- [How to complete this task]:
Go through the data line by line. Copy each one holding the string "handlebar".

- [Records to process]:

══════════

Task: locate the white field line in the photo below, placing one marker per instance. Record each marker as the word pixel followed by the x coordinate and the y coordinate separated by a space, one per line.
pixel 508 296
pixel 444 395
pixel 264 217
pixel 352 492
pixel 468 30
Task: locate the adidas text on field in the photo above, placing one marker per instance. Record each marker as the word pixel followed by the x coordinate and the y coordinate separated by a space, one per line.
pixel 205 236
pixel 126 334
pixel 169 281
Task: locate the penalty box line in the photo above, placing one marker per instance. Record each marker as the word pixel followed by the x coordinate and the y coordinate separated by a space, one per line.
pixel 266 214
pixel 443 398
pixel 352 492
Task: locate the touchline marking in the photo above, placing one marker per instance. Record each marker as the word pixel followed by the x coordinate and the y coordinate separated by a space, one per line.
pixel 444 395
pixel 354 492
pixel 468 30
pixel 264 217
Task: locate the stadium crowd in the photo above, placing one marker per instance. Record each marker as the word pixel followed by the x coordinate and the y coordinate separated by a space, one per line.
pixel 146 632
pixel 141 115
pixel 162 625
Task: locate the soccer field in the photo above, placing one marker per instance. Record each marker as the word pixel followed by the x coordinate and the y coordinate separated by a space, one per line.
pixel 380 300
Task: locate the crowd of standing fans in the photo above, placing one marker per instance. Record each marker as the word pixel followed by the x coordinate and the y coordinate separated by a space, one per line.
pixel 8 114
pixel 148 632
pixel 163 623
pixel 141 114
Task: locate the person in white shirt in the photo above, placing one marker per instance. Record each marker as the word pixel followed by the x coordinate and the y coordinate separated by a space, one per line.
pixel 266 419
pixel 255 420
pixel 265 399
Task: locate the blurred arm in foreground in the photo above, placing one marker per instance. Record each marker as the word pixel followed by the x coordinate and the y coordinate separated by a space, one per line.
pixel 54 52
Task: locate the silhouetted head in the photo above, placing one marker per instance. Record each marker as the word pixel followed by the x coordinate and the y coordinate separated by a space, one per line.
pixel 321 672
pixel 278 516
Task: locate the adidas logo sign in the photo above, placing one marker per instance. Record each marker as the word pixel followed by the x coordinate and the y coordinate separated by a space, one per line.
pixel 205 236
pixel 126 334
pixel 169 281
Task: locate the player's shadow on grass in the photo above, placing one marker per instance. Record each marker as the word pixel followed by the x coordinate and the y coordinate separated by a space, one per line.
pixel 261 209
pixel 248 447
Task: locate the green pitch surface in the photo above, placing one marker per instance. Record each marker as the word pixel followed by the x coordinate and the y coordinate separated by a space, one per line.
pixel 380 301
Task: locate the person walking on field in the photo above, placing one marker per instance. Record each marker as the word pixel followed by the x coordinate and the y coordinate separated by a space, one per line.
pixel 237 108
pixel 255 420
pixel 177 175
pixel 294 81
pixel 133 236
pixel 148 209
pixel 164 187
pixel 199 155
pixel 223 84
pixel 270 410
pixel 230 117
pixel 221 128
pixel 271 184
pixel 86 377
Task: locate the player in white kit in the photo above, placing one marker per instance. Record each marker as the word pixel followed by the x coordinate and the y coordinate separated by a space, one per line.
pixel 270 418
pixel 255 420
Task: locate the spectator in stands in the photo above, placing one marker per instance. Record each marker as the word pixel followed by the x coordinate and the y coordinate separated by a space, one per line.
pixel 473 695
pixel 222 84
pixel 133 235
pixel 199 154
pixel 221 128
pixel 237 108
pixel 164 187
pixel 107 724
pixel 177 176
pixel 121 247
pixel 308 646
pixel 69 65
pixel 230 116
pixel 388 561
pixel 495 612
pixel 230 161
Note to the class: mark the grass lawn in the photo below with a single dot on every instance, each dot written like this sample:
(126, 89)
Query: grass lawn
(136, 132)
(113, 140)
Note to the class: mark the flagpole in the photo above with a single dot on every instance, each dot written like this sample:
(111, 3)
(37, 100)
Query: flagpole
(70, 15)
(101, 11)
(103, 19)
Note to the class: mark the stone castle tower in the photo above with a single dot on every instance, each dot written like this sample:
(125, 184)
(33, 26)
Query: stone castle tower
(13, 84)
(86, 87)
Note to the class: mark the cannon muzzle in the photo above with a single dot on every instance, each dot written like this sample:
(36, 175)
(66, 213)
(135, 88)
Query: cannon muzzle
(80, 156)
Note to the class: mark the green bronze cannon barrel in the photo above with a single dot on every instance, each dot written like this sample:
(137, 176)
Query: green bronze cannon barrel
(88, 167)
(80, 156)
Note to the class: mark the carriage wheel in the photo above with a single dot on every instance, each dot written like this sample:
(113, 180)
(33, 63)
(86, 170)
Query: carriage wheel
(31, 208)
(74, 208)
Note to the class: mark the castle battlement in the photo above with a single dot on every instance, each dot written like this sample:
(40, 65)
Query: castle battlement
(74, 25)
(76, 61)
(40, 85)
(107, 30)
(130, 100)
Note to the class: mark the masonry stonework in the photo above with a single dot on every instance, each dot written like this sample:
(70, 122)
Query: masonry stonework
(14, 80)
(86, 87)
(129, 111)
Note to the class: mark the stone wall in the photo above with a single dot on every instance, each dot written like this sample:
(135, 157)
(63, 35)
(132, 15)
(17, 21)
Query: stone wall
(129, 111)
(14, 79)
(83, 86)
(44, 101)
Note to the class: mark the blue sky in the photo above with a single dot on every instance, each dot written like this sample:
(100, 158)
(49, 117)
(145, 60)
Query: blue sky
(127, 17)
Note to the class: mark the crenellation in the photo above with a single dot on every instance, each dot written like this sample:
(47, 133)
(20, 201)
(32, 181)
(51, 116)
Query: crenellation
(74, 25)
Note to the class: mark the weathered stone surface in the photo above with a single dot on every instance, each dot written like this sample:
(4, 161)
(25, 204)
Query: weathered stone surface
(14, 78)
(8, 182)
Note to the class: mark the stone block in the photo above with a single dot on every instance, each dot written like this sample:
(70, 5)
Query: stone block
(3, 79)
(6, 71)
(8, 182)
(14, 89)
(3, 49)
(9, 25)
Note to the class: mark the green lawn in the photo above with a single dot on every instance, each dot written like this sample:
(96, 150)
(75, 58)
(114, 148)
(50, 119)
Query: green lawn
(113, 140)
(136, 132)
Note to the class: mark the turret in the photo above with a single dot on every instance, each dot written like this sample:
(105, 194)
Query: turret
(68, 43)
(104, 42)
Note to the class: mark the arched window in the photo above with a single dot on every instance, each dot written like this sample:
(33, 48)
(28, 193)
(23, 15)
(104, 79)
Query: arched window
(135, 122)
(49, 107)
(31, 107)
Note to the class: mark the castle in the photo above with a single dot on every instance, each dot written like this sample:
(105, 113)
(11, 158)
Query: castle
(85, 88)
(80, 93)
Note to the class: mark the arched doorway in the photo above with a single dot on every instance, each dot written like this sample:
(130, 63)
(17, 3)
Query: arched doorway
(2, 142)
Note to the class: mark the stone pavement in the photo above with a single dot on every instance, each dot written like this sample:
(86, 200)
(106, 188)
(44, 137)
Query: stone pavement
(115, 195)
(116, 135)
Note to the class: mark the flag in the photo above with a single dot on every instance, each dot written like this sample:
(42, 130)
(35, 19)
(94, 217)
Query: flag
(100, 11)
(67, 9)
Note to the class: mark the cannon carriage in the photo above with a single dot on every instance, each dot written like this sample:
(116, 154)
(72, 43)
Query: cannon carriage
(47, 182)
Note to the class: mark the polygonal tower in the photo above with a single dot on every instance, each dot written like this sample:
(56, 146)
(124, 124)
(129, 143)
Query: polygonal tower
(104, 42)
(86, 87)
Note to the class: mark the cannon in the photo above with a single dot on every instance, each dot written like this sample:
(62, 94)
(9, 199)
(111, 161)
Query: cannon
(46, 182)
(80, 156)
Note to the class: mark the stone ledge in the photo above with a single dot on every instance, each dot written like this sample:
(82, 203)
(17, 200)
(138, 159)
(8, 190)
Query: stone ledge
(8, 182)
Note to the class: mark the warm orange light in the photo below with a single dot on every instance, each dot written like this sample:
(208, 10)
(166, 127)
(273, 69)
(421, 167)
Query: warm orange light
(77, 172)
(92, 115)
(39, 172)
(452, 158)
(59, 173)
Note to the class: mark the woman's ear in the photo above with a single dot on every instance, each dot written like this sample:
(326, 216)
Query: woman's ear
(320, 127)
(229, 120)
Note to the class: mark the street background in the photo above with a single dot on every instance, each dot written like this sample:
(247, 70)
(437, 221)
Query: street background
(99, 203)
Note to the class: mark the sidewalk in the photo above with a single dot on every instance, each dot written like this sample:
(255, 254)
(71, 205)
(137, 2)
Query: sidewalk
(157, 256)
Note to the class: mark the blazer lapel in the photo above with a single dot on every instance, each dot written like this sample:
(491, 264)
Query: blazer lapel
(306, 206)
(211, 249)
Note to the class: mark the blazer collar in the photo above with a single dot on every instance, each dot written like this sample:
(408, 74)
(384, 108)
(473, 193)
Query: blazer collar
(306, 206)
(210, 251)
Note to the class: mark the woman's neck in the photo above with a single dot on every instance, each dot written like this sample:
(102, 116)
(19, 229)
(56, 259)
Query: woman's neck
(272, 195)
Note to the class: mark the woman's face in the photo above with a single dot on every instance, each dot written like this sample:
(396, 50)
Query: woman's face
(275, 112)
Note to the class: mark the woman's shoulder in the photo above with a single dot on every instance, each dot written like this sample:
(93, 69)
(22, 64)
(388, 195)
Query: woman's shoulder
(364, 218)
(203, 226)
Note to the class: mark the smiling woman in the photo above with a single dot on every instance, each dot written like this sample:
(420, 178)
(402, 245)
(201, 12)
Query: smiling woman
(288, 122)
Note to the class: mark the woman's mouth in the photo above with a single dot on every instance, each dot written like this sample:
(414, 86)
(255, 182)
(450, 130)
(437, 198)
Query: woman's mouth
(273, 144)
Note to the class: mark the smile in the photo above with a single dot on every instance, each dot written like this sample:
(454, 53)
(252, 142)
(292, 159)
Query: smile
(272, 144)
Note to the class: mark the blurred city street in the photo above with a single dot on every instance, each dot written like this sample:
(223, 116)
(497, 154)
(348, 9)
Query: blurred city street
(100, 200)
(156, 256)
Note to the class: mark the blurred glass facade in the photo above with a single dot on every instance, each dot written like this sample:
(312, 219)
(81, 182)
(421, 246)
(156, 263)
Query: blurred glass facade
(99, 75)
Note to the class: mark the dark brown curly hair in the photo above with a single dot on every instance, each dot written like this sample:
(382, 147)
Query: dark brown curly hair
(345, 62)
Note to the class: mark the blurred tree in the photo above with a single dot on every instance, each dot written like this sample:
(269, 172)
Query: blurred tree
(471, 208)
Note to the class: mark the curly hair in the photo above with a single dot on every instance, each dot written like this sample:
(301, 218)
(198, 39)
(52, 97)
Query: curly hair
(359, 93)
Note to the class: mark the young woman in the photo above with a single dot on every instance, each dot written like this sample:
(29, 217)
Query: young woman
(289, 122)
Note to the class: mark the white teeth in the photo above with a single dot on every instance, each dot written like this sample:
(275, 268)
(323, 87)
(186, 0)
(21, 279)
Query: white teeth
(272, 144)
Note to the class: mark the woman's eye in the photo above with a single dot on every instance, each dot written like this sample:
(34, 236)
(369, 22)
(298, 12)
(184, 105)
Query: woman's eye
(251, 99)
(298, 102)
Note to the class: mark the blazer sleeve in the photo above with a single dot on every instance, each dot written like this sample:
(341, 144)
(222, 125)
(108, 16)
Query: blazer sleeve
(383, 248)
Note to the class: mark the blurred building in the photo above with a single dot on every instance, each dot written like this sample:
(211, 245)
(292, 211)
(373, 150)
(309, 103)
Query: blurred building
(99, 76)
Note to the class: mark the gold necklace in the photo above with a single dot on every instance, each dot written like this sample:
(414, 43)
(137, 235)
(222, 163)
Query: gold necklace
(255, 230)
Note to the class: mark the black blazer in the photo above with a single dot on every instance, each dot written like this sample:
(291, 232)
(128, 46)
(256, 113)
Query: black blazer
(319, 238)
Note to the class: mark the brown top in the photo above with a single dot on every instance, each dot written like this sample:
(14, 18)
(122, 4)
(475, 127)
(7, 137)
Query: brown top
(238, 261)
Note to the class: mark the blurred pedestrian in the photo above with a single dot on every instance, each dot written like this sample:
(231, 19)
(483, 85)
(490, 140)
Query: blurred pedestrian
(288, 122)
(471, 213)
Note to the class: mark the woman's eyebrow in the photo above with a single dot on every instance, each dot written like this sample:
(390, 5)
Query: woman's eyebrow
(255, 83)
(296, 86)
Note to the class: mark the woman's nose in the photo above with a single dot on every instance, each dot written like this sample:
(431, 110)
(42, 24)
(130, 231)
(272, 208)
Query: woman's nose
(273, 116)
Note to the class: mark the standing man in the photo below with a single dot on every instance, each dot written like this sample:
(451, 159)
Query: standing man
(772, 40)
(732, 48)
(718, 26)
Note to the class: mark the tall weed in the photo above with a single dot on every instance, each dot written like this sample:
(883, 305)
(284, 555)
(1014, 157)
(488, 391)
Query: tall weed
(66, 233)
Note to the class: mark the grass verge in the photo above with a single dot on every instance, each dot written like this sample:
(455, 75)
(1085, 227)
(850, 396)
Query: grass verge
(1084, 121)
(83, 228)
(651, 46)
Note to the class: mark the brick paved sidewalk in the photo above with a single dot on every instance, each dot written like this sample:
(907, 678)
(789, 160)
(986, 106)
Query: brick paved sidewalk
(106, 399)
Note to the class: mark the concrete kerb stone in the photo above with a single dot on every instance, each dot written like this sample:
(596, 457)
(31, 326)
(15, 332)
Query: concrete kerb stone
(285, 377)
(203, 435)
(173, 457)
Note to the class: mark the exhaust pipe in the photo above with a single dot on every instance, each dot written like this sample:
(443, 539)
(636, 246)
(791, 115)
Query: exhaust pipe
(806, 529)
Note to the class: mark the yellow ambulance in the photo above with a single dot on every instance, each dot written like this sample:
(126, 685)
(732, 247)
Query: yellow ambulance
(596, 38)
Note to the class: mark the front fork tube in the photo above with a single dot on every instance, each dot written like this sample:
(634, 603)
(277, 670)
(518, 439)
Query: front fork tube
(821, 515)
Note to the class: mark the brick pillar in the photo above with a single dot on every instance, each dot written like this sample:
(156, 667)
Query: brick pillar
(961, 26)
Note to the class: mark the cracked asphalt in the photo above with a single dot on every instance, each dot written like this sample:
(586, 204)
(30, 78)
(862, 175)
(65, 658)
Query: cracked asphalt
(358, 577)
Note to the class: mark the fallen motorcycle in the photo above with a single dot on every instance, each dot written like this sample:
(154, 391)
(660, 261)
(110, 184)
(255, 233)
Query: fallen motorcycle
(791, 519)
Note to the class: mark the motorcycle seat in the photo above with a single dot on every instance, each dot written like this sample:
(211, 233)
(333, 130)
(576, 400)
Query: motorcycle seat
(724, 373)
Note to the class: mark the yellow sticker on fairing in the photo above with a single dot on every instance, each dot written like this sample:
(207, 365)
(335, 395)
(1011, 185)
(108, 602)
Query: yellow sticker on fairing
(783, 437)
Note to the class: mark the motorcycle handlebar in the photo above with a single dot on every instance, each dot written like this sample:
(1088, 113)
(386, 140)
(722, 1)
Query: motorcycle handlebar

══════════

- [Solution to this exercise]:
Note to the class: mark the motorcycle handlebar in the photo above with a single dot on every instance, each dot written like this sample:
Query: motorcycle handlebar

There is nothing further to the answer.